Material —

● ● ● ● ●

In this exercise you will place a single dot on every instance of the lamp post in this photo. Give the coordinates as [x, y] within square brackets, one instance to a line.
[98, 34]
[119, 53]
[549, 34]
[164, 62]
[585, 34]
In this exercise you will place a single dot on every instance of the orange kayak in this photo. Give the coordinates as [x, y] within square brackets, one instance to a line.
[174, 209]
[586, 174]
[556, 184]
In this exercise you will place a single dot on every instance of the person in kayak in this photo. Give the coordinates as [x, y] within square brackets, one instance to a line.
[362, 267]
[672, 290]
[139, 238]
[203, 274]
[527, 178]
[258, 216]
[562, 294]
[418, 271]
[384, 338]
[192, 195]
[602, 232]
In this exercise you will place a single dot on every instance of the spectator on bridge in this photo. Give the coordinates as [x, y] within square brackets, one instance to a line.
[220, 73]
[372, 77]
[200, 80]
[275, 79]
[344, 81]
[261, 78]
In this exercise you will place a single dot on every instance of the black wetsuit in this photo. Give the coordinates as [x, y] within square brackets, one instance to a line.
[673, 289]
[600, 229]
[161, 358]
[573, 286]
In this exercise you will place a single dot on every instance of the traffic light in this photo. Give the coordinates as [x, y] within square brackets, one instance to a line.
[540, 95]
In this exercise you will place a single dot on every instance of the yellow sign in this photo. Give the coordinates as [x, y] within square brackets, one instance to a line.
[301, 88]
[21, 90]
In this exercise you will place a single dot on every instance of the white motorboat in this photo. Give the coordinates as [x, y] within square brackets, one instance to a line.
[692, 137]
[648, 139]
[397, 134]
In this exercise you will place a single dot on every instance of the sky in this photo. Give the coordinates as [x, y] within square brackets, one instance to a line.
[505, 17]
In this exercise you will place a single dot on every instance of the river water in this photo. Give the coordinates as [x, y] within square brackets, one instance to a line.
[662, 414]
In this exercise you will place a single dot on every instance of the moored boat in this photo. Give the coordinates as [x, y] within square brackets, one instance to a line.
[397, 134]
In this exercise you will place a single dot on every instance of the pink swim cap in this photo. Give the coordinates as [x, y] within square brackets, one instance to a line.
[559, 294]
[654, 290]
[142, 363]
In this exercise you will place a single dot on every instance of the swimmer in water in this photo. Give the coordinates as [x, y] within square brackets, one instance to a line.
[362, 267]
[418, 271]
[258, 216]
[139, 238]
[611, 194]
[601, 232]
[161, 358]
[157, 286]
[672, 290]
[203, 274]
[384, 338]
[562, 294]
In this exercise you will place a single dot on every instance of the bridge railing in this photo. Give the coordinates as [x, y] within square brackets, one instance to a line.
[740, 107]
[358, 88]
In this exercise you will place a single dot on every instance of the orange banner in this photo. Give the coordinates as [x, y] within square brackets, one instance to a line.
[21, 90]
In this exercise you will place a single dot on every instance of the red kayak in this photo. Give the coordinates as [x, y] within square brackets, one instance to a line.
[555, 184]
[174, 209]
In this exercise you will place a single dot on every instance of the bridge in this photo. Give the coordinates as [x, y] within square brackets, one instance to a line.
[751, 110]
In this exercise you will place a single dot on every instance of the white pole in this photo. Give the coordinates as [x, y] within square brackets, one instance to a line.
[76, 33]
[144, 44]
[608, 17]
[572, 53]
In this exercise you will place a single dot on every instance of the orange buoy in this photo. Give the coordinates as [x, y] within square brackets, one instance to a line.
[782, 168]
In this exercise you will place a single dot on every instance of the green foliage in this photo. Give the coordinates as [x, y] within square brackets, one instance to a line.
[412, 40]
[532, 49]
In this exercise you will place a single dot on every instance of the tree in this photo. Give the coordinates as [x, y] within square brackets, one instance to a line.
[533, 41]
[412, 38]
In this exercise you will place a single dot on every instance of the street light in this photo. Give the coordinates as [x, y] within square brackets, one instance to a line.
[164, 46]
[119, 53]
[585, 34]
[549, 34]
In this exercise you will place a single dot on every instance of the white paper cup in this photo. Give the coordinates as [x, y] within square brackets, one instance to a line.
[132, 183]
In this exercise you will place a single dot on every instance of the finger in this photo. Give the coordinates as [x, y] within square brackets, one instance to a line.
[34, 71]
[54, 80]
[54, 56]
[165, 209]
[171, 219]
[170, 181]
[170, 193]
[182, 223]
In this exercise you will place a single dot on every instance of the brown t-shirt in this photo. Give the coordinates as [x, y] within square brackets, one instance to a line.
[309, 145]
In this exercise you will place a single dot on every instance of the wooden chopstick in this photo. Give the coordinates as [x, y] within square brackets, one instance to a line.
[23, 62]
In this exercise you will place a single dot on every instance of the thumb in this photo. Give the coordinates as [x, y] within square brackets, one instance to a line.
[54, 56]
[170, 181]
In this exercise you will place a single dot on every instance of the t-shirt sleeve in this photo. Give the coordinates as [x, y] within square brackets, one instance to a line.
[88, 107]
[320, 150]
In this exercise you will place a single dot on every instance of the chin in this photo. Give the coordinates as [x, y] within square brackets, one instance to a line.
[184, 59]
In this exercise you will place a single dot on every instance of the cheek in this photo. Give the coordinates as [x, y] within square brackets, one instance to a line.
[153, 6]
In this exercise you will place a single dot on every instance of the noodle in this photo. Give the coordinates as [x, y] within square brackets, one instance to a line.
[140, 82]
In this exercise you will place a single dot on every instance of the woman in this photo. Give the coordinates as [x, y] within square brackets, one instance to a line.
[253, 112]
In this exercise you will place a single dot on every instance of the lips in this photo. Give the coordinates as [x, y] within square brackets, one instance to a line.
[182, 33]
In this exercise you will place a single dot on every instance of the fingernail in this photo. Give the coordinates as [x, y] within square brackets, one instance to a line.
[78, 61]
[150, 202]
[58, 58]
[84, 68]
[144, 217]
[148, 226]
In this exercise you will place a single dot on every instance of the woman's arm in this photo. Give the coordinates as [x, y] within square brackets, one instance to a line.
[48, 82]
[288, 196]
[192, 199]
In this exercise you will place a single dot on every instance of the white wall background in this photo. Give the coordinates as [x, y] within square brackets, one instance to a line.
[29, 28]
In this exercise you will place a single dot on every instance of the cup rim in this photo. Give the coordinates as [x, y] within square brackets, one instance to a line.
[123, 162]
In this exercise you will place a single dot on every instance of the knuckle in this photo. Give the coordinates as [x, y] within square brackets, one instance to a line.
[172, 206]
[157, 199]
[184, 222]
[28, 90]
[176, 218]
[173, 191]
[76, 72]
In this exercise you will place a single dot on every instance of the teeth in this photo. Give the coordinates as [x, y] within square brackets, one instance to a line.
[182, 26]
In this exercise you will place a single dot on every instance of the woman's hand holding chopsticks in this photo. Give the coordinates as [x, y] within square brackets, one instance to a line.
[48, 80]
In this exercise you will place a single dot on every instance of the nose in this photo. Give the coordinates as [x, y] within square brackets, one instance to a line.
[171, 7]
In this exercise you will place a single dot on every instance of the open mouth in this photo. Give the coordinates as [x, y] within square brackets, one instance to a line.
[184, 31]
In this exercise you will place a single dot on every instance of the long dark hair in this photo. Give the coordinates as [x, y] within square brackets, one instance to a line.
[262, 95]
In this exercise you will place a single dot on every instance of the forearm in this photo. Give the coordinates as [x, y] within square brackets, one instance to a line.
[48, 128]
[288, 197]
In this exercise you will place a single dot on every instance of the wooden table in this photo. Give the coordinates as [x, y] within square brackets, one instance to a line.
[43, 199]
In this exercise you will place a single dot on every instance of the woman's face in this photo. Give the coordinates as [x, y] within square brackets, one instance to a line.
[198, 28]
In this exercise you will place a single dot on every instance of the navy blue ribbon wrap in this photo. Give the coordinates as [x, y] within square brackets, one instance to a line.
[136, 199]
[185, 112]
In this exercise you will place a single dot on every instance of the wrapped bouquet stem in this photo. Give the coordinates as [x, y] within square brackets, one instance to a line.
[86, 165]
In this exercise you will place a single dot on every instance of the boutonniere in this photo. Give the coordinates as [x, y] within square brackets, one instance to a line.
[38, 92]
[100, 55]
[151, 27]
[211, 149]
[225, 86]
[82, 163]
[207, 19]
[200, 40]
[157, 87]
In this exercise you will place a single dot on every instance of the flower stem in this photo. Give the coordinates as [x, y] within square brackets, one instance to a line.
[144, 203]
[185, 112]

● ● ● ● ●

Copy the records word for word, from the line containing "of the wrapped" through the last line of the records, with both ends included.

In this exercise you will place a single dot on every instance of the wrapped bouquet stem in this photo. Give the coordinates as [x, y] within square brackets, one instance to a line.
[86, 165]
In this exercise you will place a single dot on every instance of the boutonniere in this photo. Give the coordinates as [x, y] within square brackets, one instance to a line.
[38, 92]
[100, 55]
[151, 27]
[211, 149]
[225, 86]
[82, 163]
[207, 19]
[200, 40]
[157, 87]
In this exercise you will place a single dot on every instance of the flower stem in this photo. Give the coordinates as [x, y] within square brackets, one instance to a line.
[144, 203]
[185, 112]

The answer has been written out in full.